[START OF PROVIDED MATERIAL]

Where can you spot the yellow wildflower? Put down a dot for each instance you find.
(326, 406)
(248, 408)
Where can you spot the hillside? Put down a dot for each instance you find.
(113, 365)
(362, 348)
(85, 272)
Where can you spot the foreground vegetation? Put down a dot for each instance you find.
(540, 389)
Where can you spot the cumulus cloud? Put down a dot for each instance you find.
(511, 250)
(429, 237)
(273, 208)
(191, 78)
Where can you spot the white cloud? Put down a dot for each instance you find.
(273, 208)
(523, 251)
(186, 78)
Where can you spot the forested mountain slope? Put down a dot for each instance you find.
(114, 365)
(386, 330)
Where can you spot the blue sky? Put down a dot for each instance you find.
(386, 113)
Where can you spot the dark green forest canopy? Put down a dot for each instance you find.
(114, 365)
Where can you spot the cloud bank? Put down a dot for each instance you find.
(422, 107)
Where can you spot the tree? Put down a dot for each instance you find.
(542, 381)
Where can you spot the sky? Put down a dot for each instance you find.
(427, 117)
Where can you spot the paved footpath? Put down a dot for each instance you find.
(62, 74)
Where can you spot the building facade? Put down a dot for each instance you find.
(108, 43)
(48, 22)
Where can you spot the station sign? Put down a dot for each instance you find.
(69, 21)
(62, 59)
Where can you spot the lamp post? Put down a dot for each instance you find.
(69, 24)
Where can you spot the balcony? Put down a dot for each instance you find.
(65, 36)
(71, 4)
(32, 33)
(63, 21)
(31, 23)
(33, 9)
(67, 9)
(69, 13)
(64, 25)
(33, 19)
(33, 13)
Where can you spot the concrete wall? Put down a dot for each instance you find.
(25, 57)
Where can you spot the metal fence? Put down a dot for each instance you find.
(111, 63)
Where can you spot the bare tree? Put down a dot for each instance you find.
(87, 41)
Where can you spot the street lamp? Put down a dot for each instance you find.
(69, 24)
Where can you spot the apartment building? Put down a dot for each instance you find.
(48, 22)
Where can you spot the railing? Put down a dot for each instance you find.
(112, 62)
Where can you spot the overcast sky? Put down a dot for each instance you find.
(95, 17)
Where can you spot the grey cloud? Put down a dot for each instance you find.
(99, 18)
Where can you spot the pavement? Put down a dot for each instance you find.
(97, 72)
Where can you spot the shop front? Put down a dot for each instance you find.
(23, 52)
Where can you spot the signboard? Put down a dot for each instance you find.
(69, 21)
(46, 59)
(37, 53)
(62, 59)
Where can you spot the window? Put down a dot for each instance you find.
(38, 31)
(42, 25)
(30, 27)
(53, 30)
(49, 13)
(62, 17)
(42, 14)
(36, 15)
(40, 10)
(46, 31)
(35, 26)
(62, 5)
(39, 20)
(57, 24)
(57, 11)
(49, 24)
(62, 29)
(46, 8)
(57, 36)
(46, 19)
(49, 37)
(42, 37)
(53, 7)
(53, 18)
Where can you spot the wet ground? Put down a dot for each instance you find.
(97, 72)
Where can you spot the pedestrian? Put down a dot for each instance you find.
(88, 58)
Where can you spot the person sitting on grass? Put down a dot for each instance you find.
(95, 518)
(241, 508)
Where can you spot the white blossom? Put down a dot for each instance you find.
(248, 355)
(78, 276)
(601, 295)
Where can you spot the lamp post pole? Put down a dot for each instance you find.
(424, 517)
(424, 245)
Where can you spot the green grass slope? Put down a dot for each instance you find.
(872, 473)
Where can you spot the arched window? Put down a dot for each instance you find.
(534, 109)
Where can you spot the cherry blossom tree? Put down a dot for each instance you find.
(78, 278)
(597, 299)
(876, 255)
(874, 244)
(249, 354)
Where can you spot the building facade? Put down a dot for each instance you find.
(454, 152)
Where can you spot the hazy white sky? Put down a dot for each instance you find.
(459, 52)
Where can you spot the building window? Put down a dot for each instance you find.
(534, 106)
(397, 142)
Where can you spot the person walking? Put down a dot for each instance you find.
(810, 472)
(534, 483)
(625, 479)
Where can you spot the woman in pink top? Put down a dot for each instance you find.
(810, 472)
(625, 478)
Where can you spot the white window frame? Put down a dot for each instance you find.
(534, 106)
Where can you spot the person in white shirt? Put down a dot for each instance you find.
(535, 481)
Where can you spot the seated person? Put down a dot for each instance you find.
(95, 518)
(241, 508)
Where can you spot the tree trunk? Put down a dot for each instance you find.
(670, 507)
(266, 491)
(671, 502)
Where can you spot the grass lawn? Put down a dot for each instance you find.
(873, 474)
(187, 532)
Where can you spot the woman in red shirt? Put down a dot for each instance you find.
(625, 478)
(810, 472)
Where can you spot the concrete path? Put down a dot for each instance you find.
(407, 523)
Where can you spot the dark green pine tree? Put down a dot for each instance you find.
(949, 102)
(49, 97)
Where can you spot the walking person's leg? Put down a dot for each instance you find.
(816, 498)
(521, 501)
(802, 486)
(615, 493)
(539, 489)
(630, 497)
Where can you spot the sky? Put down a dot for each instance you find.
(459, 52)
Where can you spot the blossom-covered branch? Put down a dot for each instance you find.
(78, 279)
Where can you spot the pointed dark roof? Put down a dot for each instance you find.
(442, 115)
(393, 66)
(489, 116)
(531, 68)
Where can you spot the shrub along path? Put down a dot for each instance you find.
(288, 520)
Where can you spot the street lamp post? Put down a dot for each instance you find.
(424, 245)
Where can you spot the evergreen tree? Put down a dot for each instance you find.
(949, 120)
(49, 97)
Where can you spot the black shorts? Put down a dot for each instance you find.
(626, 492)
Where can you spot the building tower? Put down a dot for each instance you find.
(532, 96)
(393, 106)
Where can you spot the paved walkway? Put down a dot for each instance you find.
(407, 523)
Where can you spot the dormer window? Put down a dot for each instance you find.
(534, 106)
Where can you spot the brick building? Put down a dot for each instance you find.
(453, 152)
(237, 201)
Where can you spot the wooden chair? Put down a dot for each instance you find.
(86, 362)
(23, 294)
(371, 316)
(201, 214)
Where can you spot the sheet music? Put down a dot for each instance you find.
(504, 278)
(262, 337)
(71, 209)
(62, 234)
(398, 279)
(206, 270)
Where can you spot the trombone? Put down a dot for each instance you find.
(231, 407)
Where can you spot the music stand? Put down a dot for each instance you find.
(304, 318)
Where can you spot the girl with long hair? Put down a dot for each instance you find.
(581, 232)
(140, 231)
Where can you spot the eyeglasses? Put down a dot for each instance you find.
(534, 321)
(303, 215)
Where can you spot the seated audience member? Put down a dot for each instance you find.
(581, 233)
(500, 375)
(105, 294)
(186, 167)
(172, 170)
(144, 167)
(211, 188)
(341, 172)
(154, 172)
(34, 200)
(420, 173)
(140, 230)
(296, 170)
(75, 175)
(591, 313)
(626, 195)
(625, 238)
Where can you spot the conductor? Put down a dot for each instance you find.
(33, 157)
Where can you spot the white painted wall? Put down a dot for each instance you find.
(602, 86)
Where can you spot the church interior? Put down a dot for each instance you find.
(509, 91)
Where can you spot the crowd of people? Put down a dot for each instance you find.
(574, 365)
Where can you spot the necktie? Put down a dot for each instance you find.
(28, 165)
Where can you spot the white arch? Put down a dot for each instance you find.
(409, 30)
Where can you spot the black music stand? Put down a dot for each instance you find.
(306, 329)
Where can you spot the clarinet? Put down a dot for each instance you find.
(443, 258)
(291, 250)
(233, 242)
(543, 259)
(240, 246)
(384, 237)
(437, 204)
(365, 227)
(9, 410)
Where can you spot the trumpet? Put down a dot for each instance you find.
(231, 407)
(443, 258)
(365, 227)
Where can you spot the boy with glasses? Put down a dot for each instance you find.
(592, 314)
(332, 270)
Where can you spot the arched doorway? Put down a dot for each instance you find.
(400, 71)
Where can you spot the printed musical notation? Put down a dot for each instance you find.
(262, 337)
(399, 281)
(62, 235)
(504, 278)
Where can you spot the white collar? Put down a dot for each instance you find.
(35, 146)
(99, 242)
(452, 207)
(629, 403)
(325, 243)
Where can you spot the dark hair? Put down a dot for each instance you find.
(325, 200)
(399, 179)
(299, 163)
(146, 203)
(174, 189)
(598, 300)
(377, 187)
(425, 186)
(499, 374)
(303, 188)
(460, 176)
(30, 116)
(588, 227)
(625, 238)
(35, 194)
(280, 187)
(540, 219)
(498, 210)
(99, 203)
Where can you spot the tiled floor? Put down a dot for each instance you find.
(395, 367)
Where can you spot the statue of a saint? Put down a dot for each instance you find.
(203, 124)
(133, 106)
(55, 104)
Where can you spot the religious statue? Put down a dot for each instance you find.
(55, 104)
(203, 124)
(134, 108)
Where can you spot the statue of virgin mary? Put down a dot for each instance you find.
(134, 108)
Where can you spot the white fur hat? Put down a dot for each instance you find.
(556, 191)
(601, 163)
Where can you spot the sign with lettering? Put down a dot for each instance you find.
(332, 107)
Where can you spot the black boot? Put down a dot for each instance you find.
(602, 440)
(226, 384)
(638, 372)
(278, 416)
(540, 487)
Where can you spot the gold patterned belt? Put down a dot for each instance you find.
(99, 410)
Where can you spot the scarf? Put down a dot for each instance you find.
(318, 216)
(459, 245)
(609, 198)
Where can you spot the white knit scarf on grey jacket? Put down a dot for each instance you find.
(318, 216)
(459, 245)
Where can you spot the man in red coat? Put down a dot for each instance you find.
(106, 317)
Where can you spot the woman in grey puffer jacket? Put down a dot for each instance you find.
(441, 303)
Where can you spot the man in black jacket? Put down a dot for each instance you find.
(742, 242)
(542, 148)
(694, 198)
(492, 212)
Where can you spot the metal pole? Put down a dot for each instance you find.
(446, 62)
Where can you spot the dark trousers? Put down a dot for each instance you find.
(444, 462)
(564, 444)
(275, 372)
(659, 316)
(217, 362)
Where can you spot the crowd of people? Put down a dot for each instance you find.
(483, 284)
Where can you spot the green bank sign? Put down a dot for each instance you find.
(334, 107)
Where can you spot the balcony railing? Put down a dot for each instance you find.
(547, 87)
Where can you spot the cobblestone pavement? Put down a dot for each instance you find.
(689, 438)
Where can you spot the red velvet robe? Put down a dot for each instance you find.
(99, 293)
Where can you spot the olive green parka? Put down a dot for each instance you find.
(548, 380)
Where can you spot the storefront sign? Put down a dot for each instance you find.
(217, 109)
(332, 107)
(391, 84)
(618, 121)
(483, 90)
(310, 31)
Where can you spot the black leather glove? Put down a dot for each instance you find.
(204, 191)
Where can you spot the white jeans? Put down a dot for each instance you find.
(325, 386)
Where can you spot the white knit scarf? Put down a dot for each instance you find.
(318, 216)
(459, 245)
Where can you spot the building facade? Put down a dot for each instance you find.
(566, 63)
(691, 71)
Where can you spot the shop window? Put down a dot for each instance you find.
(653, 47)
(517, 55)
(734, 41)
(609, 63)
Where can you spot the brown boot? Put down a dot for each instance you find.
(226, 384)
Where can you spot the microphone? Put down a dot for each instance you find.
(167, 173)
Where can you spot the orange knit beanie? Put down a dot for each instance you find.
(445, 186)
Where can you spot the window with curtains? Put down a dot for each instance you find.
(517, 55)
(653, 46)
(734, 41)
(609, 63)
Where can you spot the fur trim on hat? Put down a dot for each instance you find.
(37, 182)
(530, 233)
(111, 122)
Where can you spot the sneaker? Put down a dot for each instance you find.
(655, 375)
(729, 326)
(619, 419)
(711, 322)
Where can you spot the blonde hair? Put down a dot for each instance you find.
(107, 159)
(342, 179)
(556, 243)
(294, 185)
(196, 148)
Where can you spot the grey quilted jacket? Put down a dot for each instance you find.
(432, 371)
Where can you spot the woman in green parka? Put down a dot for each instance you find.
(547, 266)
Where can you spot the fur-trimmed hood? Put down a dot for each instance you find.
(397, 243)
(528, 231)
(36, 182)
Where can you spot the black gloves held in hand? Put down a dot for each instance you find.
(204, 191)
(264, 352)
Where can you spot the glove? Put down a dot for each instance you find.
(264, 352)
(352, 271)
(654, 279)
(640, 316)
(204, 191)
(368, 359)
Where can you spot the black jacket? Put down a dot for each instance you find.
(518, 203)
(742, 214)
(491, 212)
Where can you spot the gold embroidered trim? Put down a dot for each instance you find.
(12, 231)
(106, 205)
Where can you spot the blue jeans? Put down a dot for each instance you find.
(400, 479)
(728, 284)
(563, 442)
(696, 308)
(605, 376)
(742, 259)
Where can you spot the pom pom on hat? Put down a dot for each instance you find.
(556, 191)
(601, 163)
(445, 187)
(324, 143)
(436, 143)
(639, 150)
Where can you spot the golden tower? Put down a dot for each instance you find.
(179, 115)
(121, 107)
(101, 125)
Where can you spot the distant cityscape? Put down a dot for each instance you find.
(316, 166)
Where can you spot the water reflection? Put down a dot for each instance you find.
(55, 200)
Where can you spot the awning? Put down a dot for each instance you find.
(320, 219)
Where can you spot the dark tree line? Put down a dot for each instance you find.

[END OF PROVIDED MATERIAL]

_STATED PROBLEM_. Reproduce verbatim the items from the line containing "Where can you spot the golden" through the end of the items.

_THE OUTPUT_.
Where can you spot the golden tower? Put down a dot for each instance you find.
(179, 115)
(121, 107)
(101, 125)
Where can you spot the distant cityscape? Put down a dot for each instance you find.
(316, 166)
Where can you spot the water reflection? Put down a dot for each instance you find.
(55, 200)
Where can you spot the awning? Put down a dot for each instance you find.
(320, 219)
Where can you spot the dark tree line? Put down a dot for each instance you find.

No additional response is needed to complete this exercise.